All lines from the line containing "Wildlife camera triggered. A white" up to and including the last line of the listing below should be echoed exactly; no other lines belong in the response.

____ Source material

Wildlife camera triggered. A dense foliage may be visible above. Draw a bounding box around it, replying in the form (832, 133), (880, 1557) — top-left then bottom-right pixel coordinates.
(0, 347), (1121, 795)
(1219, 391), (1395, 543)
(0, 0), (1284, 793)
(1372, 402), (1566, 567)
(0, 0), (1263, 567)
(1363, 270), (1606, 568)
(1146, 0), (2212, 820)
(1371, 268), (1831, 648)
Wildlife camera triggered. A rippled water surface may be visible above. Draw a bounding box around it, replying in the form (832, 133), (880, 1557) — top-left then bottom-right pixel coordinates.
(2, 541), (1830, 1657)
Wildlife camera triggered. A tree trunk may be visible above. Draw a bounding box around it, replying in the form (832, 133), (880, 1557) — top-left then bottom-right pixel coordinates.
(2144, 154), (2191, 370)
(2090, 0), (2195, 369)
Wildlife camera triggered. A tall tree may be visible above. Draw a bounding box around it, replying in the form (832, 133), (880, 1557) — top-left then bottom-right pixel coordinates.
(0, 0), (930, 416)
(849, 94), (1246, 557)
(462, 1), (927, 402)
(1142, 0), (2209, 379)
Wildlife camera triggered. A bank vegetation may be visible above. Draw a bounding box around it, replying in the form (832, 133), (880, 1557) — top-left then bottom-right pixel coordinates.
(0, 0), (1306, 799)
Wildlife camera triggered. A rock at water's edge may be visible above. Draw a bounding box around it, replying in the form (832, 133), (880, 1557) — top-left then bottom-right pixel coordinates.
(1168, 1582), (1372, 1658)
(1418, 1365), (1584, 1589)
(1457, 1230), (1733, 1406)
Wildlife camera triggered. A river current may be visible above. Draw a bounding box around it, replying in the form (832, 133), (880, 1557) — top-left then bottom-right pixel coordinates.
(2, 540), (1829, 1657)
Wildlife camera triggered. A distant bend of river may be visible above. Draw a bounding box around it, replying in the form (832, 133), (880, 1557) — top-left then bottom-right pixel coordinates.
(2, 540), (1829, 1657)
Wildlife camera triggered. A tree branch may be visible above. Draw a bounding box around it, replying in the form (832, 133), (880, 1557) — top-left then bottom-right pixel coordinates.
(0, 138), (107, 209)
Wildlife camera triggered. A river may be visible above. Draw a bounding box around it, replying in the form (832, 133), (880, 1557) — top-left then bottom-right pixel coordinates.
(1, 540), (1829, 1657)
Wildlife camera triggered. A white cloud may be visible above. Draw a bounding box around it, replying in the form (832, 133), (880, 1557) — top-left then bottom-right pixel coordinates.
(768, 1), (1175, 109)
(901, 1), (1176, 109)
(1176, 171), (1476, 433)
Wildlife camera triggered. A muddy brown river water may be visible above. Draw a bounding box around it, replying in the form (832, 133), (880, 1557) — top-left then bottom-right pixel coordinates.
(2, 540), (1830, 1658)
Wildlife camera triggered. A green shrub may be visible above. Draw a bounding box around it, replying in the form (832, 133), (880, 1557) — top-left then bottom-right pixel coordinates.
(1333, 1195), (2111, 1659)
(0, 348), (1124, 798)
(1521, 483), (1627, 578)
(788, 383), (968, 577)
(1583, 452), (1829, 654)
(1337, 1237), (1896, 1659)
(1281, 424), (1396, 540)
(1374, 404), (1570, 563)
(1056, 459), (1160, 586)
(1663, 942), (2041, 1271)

________

# Written answer:
Wildlife camera triggered. A white cloud may be visible above. Draw a bounding box around it, replying in the form (832, 133), (880, 1557) — top-left then bottom-right pixel coordinates.
(768, 1), (1175, 109)
(901, 1), (1176, 109)
(1176, 171), (1476, 433)
Wildlife camera triggered. A muddy brown river water may be visible above. Draw a bounding box around it, replying in the form (832, 133), (880, 1557) — top-left then bottom-right pixel coordinates.
(2, 540), (1830, 1658)
Wildlife camera triggered. A green shrub may be visible above. Draw a bounding box around it, replying in the form (832, 133), (880, 1557) — top-left then bottom-right pixel coordinates.
(1333, 1195), (2111, 1659)
(0, 348), (1124, 798)
(1521, 483), (1627, 578)
(788, 383), (968, 577)
(1583, 452), (1829, 654)
(1337, 1237), (1896, 1659)
(1281, 424), (1396, 540)
(1374, 404), (1570, 563)
(1056, 459), (1160, 586)
(1663, 942), (2041, 1271)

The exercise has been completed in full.